-- TEXT PASSAGE follows --
By Judie Brown
A recent email suggested that pro-life people could start “winning” by simply changing our message. Of course that would mean ending our relationship with politicians and renewing our friendship with Christ, the Lord. After all, the record shows that political figures base everything they do on the art of compromise, and innocent babies, not to mention the impaired and the elderly, deserve much more. Language often makes the difference in how a stranger understands what we are saying.
But society is more concerned with words that misguide and otherwise skew someone’s perspective. When animal rights activists, for example, are striving to change attitudes, they talk about no-kill shelters or second chance options for animals.
Yet human rights activists, especially those defending the preborn, are victims of media distortions. There are terms used to describe what we do that are downright erroneous. They include the “abortion debate” or undoing “abortion rights,” not to mention striving to attain “abortion restrictions.” Such phrases make it sound like there is no baby in the picture, only a word that can mean whatever the individual wants it to mean.
Our culture, with the media leading the way, has deemed it acceptable to discuss a woman’s “right” to kill her baby without ever acknowledging the wrongness of the act. The silent but real person who lives and grows once her life begins with that first cell has all but been buried in rhetorical mumbo jumbo. But it is much more than that.
It is as though a baby who is preparing to be born is a deadly enemy who must be eradicated because the world no longer wants to consider, let alone accept, the fact that sexual intercourse has results that can present a couple with their parenthood, whether they have planned on it happening or not. In other words, sex without consequences, no matter who must die, is the bottom line.
-- TEXT PASSAGE concluded --
-- DATA EXTRACTS follows --
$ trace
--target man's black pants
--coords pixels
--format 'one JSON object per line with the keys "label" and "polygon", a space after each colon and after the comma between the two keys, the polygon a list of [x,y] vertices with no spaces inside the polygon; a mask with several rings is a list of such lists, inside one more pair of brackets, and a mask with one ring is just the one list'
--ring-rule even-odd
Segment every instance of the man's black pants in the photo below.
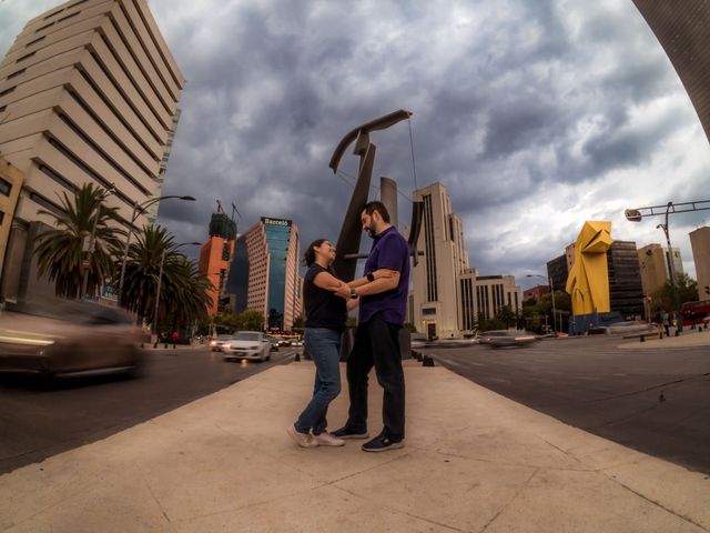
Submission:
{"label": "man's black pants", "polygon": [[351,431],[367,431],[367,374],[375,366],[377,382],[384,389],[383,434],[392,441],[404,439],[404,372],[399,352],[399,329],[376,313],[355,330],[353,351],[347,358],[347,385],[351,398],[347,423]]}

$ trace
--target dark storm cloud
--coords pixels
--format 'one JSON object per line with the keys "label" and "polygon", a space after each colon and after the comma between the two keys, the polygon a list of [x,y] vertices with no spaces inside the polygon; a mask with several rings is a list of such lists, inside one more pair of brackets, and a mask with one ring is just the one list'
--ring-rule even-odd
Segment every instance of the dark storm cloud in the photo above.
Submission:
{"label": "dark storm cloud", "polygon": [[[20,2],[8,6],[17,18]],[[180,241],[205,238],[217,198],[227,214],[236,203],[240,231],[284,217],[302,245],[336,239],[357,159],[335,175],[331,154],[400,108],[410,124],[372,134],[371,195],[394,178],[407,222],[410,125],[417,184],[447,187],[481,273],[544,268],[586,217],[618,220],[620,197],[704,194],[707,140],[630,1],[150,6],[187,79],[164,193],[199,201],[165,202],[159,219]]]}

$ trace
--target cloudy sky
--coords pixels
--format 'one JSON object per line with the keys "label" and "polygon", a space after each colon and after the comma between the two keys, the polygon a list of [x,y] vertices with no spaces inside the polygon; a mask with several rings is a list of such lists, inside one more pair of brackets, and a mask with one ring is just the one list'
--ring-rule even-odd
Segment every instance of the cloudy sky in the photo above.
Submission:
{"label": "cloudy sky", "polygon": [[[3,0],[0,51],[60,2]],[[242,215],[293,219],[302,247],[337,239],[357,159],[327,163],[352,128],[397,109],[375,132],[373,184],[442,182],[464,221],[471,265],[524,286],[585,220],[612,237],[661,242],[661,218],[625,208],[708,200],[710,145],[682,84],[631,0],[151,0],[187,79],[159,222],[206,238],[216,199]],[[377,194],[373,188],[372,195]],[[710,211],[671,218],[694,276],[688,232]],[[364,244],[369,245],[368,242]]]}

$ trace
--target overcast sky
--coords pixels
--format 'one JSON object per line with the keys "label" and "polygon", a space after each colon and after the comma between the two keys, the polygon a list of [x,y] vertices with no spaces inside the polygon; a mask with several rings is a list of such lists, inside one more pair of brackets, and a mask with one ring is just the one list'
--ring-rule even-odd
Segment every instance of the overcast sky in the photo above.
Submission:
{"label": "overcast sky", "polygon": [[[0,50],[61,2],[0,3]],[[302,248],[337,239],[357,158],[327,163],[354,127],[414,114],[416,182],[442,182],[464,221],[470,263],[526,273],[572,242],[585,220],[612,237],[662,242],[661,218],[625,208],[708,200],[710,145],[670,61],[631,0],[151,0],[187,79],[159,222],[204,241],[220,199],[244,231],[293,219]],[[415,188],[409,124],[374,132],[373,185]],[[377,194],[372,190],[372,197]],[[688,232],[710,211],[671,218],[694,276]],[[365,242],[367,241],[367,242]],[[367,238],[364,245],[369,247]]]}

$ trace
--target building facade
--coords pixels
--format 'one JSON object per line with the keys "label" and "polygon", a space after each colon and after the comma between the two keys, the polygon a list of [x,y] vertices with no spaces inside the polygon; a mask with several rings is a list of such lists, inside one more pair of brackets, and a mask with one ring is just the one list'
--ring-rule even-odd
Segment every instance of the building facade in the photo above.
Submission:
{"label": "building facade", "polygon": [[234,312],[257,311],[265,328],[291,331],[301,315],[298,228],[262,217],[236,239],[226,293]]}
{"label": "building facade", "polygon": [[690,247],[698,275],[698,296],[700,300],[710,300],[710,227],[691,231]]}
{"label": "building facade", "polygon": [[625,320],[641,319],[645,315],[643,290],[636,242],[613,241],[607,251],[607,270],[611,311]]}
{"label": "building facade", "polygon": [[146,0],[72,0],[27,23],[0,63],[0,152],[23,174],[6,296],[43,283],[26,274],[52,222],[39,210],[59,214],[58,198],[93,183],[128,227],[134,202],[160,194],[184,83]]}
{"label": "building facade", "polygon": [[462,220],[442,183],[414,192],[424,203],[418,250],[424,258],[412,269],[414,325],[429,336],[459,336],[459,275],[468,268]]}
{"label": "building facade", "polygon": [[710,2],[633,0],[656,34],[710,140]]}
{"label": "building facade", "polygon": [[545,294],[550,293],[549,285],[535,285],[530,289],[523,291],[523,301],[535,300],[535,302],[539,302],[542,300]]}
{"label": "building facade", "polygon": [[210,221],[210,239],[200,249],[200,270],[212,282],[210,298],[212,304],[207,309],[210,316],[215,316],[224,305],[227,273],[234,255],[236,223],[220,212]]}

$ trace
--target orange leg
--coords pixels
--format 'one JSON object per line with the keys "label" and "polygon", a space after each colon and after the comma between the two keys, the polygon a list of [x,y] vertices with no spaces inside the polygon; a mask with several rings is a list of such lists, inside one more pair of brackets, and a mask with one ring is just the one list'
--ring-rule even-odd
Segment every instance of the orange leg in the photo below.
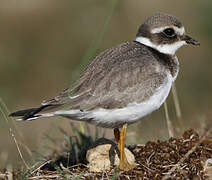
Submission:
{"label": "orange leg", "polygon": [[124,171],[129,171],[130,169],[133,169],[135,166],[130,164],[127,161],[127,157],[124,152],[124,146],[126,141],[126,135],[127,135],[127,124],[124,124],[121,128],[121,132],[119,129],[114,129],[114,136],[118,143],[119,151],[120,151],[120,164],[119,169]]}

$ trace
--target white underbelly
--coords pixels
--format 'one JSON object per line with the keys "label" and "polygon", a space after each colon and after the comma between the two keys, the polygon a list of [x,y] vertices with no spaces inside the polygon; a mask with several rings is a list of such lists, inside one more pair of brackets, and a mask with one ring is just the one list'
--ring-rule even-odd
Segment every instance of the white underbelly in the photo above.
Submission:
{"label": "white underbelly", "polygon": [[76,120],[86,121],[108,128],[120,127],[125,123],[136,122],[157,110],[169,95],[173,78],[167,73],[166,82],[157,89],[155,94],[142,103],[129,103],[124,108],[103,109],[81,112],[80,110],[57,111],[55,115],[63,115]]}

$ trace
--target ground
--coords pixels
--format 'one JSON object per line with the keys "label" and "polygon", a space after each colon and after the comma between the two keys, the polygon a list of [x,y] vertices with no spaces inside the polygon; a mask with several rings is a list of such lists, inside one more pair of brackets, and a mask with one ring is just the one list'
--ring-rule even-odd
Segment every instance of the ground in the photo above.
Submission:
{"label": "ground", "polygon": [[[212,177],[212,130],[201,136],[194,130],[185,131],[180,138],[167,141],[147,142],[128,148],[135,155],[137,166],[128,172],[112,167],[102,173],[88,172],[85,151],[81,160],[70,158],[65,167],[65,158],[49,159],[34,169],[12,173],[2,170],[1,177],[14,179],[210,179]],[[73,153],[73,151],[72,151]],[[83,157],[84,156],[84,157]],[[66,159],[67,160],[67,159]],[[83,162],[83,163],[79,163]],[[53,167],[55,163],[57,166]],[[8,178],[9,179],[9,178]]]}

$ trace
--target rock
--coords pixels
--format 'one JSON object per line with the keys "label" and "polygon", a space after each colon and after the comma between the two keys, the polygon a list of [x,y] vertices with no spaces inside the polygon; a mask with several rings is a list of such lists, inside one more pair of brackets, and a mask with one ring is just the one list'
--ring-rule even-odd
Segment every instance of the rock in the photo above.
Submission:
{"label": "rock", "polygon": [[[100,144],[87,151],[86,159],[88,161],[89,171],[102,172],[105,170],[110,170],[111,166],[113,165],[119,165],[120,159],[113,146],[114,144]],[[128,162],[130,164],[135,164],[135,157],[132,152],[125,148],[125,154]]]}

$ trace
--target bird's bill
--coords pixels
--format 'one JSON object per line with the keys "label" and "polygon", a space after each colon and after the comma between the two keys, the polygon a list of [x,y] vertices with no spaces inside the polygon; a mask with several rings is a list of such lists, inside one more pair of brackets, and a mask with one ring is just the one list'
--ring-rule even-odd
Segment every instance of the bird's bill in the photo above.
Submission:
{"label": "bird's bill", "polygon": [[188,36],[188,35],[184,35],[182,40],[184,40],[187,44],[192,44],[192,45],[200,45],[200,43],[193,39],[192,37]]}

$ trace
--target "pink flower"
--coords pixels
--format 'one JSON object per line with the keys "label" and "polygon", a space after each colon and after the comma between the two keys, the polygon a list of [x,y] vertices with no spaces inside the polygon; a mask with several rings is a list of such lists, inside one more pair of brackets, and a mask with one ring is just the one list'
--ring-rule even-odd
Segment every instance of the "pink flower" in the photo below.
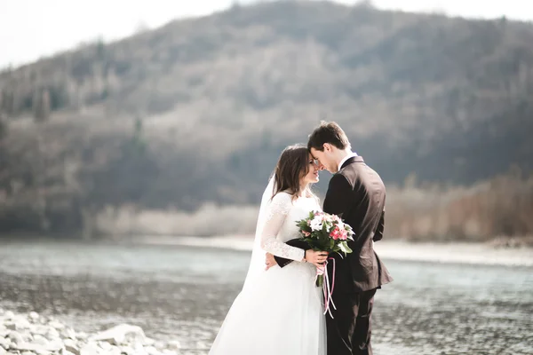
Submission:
-- DATA EXTRACTS concluded --
TASK DIRECTIONS -> Quote the entire passage about the language used to describe abortion, word for word. The lines come from a separate source.

OUTPUT FOR THIS TASK ->
By Judie Brown
A recent email suggested that pro-life people could start “winning” by simply changing our message. Of course that would mean ending our relationship with politicians and renewing our friendship with Christ, the Lord. After all, the record shows that political figures base everything they do on the art of compromise, and innocent babies, not to mention the impaired and the elderly, deserve much more. Language often makes the difference in how a stranger understands what we are saying.
But society is more concerned with words that misguide and otherwise skew someone’s perspective. When animal rights activists, for example, are striving to change attitudes, they talk about no-kill shelters or second chance options for animals.
Yet human rights activists, especially those defending the preborn, are victims of media distortions. There are terms used to describe what we do that are downright erroneous. They include the “abortion debate” or undoing “abortion rights,” not to mention striving to attain “abortion restrictions.” Such phrases make it sound like there is no baby in the picture, only a word that can mean whatever the individual wants it to mean.
Our culture, with the media leading the way, has deemed it acceptable to discuss a woman’s “right” to kill her baby without ever acknowledging the wrongness of the act. The silent but real person who lives and grows once her life begins with that first cell has all but been buried in rhetorical mumbo jumbo. But it is much more than that.
It is as though a baby who is preparing to be born is a deadly enemy who must be eradicated because the world no longer wants to consider, let alone accept, the fact that sexual intercourse has results that can present a couple with their parenthood, whether they have planned on it happening or not. In other words, sex without consequences, no matter who must die, is the bottom line.